→ Problem to solve
Can you rewrite the data from the beginning through the line containing "POLYGON ((753 408, 763", replacing "side mirror" with "wing mirror" and changing nothing else?

→ Information provided
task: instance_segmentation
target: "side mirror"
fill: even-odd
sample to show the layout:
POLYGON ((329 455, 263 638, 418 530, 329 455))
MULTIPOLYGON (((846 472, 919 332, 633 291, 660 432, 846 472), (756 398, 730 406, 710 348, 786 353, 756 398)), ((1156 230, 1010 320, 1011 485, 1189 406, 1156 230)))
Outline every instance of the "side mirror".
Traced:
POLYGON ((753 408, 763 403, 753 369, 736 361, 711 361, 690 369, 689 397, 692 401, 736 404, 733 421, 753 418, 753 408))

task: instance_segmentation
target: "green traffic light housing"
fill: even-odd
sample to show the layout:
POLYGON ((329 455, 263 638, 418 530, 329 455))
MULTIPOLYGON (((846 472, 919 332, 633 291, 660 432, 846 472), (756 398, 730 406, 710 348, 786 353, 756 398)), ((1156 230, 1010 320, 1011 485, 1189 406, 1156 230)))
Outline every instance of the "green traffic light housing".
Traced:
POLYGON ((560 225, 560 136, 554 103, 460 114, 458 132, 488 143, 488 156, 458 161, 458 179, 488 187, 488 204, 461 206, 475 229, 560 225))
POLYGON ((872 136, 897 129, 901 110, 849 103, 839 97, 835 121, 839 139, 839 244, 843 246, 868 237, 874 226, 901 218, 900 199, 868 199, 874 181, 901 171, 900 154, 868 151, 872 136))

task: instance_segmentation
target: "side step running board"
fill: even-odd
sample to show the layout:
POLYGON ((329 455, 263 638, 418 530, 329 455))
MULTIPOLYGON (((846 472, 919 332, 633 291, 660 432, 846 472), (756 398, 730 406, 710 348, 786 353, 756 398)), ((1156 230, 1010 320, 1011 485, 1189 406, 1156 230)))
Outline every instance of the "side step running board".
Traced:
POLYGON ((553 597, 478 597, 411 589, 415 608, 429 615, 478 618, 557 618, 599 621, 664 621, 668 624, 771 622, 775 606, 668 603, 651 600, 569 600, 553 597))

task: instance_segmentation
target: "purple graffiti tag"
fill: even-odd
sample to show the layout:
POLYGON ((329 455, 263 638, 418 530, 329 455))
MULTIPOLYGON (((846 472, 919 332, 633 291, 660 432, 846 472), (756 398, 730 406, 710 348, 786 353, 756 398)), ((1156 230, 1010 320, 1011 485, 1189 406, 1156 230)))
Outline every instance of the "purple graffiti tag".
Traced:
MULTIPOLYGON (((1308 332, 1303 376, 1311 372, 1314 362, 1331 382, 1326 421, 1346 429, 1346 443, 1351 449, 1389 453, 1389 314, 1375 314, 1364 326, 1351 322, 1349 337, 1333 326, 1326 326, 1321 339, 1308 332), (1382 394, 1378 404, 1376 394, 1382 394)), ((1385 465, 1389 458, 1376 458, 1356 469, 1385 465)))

→ Correct answer
task: instance_segmentation
target: "wing mirror"
fill: even-odd
sample to show the layout:
POLYGON ((329 455, 263 638, 418 530, 329 455))
MULTIPOLYGON (((846 472, 919 332, 633 291, 660 432, 846 472), (756 398, 730 406, 710 348, 786 353, 756 398)), ((1156 230, 1010 320, 1011 485, 1189 406, 1156 230)))
Outline every instance of the "wing mirror".
Traced:
POLYGON ((753 408, 763 403, 753 369, 736 361, 711 361, 690 369, 689 397, 692 401, 736 404, 733 421, 753 418, 753 408))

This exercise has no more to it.